§ **Exercise aim**: Answer with the exact lines of the following material from the one containing "Target | brown speckled plumage" through the one containing "Pick out every instance of the duck in", both end lines included.

----------

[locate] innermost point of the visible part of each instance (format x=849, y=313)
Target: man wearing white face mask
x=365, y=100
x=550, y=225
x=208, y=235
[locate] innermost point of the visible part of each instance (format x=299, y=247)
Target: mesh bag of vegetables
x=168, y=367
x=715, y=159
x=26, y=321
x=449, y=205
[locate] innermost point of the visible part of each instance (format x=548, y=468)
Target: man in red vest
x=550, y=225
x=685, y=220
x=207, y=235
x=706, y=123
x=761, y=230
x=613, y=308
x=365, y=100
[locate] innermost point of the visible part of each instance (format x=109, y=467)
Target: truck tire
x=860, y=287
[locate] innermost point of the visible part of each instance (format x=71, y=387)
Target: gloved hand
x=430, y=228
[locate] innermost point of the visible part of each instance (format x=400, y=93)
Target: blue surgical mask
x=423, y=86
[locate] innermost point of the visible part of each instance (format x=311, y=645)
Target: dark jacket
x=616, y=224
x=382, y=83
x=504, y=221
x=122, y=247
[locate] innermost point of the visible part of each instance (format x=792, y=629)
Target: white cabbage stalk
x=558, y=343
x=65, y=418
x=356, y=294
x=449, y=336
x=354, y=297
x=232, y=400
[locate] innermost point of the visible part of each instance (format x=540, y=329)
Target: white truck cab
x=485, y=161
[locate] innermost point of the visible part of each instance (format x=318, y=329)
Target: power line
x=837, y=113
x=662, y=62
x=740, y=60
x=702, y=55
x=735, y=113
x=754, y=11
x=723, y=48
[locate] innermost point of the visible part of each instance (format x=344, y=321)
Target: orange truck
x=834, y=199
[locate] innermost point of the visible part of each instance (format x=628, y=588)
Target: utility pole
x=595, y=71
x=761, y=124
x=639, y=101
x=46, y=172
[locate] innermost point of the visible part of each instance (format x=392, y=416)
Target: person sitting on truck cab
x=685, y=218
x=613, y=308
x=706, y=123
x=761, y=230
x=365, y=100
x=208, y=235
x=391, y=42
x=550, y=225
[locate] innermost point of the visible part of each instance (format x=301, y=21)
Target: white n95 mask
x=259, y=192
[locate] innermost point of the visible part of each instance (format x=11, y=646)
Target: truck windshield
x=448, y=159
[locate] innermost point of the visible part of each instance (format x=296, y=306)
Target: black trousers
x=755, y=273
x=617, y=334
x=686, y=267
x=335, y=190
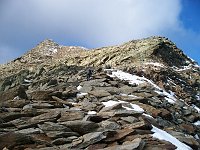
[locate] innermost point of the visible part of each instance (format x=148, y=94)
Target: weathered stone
x=109, y=125
x=96, y=82
x=130, y=119
x=60, y=101
x=187, y=139
x=82, y=127
x=187, y=128
x=60, y=134
x=90, y=138
x=29, y=131
x=70, y=92
x=99, y=93
x=96, y=146
x=126, y=90
x=61, y=141
x=50, y=116
x=10, y=94
x=120, y=134
x=41, y=95
x=14, y=103
x=136, y=144
x=71, y=116
x=111, y=90
x=139, y=125
x=41, y=105
x=13, y=115
x=50, y=126
x=86, y=89
x=10, y=140
x=116, y=106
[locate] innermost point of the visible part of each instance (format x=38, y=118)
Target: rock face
x=152, y=89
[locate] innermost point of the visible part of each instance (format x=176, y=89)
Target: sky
x=97, y=23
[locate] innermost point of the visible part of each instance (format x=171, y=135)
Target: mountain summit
x=143, y=94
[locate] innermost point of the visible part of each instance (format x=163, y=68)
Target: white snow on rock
x=154, y=64
x=163, y=135
x=197, y=123
x=92, y=113
x=128, y=77
x=195, y=107
x=133, y=106
x=134, y=79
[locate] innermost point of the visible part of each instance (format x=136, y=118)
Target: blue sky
x=97, y=23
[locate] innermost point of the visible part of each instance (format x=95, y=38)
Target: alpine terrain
x=141, y=95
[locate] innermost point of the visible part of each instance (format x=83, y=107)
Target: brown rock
x=14, y=103
x=10, y=140
x=120, y=134
x=10, y=94
x=71, y=116
x=50, y=116
x=188, y=128
x=136, y=144
x=82, y=127
x=41, y=95
x=99, y=93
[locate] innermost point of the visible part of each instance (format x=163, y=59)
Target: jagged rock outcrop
x=47, y=103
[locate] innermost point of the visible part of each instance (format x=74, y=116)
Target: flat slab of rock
x=50, y=116
x=90, y=138
x=71, y=115
x=136, y=144
x=12, y=139
x=51, y=126
x=82, y=127
x=30, y=131
x=99, y=93
x=12, y=93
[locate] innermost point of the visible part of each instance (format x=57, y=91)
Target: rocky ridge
x=48, y=104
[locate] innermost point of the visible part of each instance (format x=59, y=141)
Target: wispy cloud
x=91, y=23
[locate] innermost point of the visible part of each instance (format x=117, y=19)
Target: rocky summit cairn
x=142, y=95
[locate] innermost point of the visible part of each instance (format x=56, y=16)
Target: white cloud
x=7, y=54
x=93, y=23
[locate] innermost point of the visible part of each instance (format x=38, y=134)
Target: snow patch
x=154, y=64
x=133, y=106
x=163, y=135
x=133, y=79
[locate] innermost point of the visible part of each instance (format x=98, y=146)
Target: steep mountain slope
x=137, y=89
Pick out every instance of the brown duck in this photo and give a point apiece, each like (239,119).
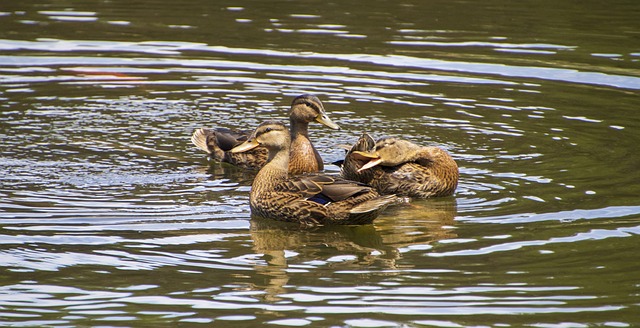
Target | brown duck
(303,156)
(306,199)
(396,166)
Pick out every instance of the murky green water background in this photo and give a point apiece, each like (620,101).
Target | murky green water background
(110,217)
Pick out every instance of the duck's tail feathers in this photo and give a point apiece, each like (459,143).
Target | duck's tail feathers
(199,138)
(376,204)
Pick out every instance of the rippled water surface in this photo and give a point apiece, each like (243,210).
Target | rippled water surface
(110,217)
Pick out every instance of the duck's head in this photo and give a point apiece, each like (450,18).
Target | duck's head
(272,135)
(308,108)
(388,152)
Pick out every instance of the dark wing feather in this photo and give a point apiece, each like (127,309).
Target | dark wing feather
(323,188)
(343,189)
(227,139)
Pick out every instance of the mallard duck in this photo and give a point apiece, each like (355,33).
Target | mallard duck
(396,166)
(307,199)
(303,156)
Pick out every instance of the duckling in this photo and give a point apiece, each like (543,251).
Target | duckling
(303,155)
(306,199)
(396,166)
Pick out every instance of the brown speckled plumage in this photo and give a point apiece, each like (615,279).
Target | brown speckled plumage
(307,199)
(303,155)
(403,168)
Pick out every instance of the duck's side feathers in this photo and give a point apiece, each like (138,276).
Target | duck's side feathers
(199,139)
(376,204)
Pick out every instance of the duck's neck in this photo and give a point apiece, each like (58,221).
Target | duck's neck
(274,171)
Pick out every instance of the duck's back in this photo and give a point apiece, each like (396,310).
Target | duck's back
(218,143)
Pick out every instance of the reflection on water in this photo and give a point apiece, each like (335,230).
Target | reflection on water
(109,215)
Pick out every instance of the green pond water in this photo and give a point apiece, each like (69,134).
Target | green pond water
(109,216)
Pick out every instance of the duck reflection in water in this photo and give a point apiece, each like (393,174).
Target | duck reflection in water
(360,249)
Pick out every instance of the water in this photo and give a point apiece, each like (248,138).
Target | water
(110,217)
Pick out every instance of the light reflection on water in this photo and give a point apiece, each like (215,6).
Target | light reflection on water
(109,215)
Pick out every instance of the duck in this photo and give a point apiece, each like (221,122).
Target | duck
(310,199)
(304,157)
(396,166)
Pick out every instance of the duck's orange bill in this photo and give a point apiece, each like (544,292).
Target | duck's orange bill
(245,146)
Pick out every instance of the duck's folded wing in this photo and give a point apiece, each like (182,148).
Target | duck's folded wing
(227,139)
(322,188)
(343,189)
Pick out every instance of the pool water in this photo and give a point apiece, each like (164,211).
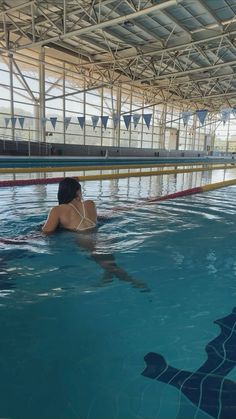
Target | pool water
(74,332)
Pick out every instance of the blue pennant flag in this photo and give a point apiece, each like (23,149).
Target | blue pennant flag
(234,112)
(21,120)
(186,116)
(53,120)
(7,120)
(201,114)
(44,121)
(225,114)
(104,120)
(67,121)
(147,119)
(81,121)
(95,120)
(13,122)
(116,120)
(136,118)
(127,120)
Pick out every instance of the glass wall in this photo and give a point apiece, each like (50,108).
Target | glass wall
(47,99)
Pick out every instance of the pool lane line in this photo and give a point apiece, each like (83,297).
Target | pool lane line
(12,170)
(24,182)
(191,191)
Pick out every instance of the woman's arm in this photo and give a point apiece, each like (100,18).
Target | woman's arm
(52,222)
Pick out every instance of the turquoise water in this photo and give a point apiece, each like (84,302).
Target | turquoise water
(73,338)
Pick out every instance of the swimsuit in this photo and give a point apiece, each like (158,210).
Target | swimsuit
(83,217)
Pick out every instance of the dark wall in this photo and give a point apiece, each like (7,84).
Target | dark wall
(24,148)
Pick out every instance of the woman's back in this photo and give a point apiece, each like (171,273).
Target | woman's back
(78,215)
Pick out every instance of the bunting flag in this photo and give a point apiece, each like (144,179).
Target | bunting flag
(81,121)
(147,119)
(21,120)
(44,121)
(186,116)
(116,120)
(104,120)
(13,122)
(225,114)
(127,120)
(201,114)
(53,120)
(136,118)
(95,120)
(7,120)
(67,121)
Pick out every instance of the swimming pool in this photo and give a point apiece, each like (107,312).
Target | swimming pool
(73,338)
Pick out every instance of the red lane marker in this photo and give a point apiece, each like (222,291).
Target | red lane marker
(26,182)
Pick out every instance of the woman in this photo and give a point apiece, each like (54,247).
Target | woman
(72,213)
(81,216)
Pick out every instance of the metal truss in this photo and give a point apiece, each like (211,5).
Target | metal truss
(174,50)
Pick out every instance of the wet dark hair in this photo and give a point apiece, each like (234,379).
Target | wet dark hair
(67,190)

----------

§ **Your solution**:
Target | brown speckled plumage
(307,199)
(303,155)
(403,168)
Pick out every instance of the duck's side feathers in this photo and give a point apiece, each like (138,276).
Target | duck's side feathers
(199,139)
(376,204)
Pick out every instance of the duck's neck in this photo and give a point apiece, each like (58,221).
Target | duck's neck
(274,171)
Pick out every instance of the duck's back in this photo and give a point apiece, each like (396,310).
Target | duck's back
(218,143)
Pick out every instance of the reflection on water in this photo and give a point apiece, each like (335,230).
Target | reflection on water
(109,215)
Pick out every instance of the green pond water in this photo and give a point apiece, each like (69,134).
Target | green pond water
(109,216)
Pick out every instance of the duck reflection in water in this photo and give a point apiece, each like (393,174).
Target | duck reflection in water
(360,249)
Pick out every instance of the water in this photo and give a point apiece, each like (248,138).
Target | water
(110,217)
Pick out every instance of the light reflection on water in this photo and give a point apiece, each like (215,6).
Target | light reflection on water
(109,215)
Pick out every instance of the duck in this photo and give a point apiece, each like (221,122).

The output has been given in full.